● TASK INSTRUCTIONS
Which lines have the string "boulder"? Copy all of them from the entries below.

### RECORDS TO USE

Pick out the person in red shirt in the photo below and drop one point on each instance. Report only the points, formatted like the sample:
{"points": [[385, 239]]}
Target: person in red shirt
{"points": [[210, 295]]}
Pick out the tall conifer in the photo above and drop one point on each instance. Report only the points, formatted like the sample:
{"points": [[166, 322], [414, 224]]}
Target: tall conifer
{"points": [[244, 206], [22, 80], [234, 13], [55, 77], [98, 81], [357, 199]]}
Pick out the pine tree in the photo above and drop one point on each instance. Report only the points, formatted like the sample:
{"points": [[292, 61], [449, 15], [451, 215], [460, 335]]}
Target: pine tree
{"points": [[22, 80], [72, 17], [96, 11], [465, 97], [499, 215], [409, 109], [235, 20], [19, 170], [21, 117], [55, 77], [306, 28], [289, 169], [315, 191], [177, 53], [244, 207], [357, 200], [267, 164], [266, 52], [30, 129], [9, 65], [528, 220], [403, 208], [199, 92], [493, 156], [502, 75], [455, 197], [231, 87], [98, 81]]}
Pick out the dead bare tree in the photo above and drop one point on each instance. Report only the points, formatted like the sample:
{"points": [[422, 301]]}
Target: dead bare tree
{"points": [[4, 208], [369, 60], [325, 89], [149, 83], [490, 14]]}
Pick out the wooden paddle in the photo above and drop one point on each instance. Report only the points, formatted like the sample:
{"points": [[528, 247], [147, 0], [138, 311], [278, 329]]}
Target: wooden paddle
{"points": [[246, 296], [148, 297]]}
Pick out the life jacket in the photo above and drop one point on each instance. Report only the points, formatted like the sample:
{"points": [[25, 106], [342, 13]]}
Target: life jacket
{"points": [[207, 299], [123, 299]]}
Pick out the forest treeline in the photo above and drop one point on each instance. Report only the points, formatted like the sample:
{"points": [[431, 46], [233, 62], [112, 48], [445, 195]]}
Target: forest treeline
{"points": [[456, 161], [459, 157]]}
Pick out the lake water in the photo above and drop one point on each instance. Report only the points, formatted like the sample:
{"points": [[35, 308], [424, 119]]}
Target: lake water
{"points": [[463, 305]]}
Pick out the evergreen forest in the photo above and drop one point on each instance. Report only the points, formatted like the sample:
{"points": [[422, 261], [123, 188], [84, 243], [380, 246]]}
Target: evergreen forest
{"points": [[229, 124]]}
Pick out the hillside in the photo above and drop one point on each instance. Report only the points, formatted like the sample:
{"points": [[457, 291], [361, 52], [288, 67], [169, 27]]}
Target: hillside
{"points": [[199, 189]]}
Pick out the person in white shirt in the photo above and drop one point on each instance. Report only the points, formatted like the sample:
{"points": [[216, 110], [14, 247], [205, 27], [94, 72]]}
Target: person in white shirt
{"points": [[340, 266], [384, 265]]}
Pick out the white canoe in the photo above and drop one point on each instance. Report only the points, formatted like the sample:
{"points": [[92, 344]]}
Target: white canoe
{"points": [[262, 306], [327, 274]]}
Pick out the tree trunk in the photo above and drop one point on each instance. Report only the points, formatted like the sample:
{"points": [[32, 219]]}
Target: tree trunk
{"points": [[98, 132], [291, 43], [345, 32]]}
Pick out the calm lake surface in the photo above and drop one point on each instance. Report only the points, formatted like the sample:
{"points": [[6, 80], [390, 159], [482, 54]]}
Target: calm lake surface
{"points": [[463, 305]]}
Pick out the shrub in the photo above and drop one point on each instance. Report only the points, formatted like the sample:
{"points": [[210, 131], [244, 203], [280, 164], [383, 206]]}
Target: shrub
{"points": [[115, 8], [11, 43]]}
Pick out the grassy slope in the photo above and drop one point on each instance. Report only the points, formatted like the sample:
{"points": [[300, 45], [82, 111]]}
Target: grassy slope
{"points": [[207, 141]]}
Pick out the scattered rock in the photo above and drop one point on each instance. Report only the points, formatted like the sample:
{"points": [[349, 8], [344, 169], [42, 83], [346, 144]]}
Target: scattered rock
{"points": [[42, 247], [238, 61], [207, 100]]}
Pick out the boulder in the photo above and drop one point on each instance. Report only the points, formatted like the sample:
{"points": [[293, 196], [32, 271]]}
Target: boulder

######

● RESPONSE TO THIS EXERCISE
Pick out the boulder in the photo above and drop one point on each instance. Report only the points, formatted like the sample:
Target: boulder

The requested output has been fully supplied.